- **Text shown**
In 1937 Dorothy had married the historian Thomas Hodgkin. They had three children and remained a devoted couple until Thomas's death in 1982. Some women intellectuals regard their children as distracting impediments to their careers, but Dorothy radiated motherly warmth even while doing scientific work. Concentration came to her so easily that she could give all her attention to a child's chatter at one moment and switch to complex calculations the next. The Hodgkins' home was chaotic, cheerful, welcoming and hospitable to visitors, including many from the Third World.

'There are certain letters which I dread to open,' she once told me, 'and when I saw one from Buckingham Palace I left it sealed, fearing that they wanted to make me Dame Dorothy.' It would have made her feel like a femme formidable, which she so happily was not. She was relieved to find that the Queen offered her the Order of Merit, a much greater honour.

- **Instructions**
1 - Translate this sentence from the passage about Dorothy Hodgkin into Spanish: "They had three children and remained a devoted couple until Thomas's death in 1982."
2 - Do these statements agree with the passage about Dorothy Hodgkin? For each, answer yes or no and quote the deciding words. (a) Dorothy married Thomas Hodgkin in 1937. (b) Dorothy opened the letter from Buckingham Palace right away. (c) The Queen offered her the title of Dame.

- **Records provided**
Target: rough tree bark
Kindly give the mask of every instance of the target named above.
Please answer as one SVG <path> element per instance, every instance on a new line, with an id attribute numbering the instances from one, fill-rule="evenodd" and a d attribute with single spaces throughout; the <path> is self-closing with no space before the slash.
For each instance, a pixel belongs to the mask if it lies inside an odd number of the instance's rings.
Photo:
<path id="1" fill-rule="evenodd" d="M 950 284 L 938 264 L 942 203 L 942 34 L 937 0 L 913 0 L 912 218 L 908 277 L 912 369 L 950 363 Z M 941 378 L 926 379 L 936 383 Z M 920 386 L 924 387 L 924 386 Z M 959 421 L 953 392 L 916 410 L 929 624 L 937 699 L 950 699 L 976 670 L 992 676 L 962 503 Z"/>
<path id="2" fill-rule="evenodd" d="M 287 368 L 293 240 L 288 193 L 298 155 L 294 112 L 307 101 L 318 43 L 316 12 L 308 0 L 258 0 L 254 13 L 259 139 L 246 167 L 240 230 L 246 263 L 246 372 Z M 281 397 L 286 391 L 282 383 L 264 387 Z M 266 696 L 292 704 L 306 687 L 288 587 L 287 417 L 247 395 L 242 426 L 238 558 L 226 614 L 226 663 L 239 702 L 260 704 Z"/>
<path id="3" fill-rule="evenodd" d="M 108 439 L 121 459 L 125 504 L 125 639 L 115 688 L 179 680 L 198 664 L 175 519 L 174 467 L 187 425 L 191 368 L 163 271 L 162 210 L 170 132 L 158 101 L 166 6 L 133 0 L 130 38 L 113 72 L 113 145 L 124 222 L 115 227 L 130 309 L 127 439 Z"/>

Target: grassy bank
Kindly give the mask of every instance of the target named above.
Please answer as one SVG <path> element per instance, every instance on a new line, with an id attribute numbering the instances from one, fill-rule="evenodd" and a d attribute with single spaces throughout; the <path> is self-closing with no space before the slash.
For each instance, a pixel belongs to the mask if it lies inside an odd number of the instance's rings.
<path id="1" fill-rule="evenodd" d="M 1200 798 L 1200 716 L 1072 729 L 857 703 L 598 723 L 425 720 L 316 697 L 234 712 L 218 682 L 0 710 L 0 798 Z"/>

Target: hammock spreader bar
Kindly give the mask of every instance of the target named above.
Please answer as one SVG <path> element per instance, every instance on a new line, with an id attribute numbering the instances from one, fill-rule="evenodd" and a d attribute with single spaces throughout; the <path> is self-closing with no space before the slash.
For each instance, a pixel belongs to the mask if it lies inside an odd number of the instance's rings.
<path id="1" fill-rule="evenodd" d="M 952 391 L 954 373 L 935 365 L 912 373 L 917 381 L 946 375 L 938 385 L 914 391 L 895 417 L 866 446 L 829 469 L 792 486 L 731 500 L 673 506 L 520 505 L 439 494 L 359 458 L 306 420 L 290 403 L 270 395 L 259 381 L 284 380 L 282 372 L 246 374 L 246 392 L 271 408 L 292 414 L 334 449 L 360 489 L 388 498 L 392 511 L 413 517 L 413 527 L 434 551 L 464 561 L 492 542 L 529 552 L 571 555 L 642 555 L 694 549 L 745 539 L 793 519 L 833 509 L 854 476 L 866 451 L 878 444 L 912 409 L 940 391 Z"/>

- **Responses to the tasks**
1 - Tuvieron tres hijos y siguieron siendo una pareja muy unida hasta la muerte de Thomas en 1982.

2 -
(a) Yes: "In 1937 Dorothy had married the historian Thomas Hodgkin."
(b) No: "I left it sealed."
(c) No: "the Queen offered her the Order of Merit."